[[ Source extract open ]]

2. Worst: The Smelly Car

Elaine and Jerry in The Smelly Car

There are a few less-than-great Seinfeld episodes to choose from: the one where George indirectly murders Susan, the one where Kramer goes to L.A. and is mistaken for a serial killer, the finale etc. But the truly worst Seinfeld episodes are the ones with a totally insubstantial premise, and a bad smell that Jerry can’t get out of his car is about as insubstantial as it gets.

This was the only one out of the hundreds of ideas the writers’ friends pitched them over the years that actually made it to air, and it’s easy to see that it’s a writer’s friend’s idea. The fact that no one will even steal the car is a good visual punchline, but it’s a punchline to a nonsense setup.

1. Best: The Contest

Jerry, George, Elaine, and Kramer at Monk's Cafe in Seinfeld.

This is an obvious choice, but there’s a good reason for that. “The Contest” is not only widely considered to be the best Seinfeld episode; thanks to TV Guide, it’s widely accepted as the best episode of television ever made, period. Everyone faces their own obstacles: Jerry’s dating a virgin and has a nudist living across the street from him, Elaine is in a yoga class with JFK, Jr., and George has to witness a silhouetted sponge bath every day when he visits his mother in the hospital.

It’s a perfectly written sitcom episode (courtesy of Larry David’s Emmy-winning script) that happens to be about something disgusting – but that’s okay, because the actual word is never uttered once!

[[ Source extract closed ]]
[[ Supplied entries open ]]

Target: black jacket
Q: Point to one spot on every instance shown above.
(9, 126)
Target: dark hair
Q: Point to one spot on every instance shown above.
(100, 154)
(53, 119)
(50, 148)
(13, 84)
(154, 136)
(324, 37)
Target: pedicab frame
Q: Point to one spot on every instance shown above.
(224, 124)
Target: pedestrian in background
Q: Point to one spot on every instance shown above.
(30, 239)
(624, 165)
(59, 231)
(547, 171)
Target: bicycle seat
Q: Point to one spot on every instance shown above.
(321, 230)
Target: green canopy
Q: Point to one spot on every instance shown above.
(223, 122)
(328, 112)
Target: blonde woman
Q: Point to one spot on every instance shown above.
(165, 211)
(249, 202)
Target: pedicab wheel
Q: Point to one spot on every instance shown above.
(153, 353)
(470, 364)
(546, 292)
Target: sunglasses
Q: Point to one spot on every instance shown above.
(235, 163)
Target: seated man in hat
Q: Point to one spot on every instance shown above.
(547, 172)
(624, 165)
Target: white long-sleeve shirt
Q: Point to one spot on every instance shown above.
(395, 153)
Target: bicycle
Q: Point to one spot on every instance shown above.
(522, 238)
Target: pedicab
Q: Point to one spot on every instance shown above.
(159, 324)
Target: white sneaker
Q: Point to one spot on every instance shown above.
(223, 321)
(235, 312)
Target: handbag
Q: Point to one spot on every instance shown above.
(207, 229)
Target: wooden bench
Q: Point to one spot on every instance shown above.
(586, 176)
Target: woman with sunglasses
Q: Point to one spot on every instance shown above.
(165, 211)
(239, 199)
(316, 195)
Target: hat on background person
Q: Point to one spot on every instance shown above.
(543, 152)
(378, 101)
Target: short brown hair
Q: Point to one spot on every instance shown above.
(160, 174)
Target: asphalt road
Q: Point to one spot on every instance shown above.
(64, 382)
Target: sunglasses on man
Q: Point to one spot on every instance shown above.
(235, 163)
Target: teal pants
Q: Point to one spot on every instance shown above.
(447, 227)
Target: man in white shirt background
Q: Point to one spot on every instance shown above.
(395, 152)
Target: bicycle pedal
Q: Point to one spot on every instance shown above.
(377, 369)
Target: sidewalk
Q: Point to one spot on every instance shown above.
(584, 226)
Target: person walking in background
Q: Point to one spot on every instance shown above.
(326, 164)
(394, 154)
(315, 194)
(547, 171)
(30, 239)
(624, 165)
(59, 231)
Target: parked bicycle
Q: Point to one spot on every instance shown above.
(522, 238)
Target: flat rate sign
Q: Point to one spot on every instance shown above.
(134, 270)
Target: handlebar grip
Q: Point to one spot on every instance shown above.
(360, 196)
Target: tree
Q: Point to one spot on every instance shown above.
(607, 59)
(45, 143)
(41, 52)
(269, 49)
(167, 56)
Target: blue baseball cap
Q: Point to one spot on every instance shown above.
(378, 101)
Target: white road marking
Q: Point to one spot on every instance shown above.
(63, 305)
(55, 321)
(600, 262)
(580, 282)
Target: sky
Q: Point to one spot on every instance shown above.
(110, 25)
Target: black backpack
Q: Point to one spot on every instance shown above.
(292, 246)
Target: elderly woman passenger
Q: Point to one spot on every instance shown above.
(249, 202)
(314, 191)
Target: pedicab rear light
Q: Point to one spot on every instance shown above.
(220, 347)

[[ Supplied entries closed ]]

■ Instructions to follow ■
Copy the full text on the best and worst Seinfeld episodes word for word.

■ Result ■
2. Worst: The Smelly Car

Elaine and Jerry in The Smelly Car

There are a few less-than-great Seinfeld episodes to choose from: the one where George indirectly murders Susan, the one where Kramer goes to L.A. and is mistaken for a serial killer, the finale etc. But the truly worst Seinfeld episodes are the ones with a totally insubstantial premise, and a bad smell that Jerry can’t get out of his car is about as insubstantial as it gets.

This was the only one out of the hundreds of ideas the writers’ friends pitched them over the years that actually made it to air, and it’s easy to see that it’s a writer’s friend’s idea. The fact that no one will even steal the car is a good visual punchline, but it’s a punchline to a nonsense setup.

1. Best: The Contest

Jerry, George, Elaine, and Kramer at Monk's Cafe in Seinfeld.

This is an obvious choice, but there’s a good reason for that. “The Contest” is not only widely considered to be the best Seinfeld episode; thanks to TV Guide, it’s widely accepted as the best episode of television ever made, period. Everyone faces their own obstacles: Jerry’s dating a virgin and has a nudist living across the street from him, Elaine is in a yoga class with JFK, Jr., and George has to witness a silhouetted sponge bath every day when he visits his mother in the hospital.

It’s a perfectly written sitcom episode (courtesy of Larry David’s Emmy-winning script) that happens to be about something disgusting – but that’s okay, because the actual word is never uttered once!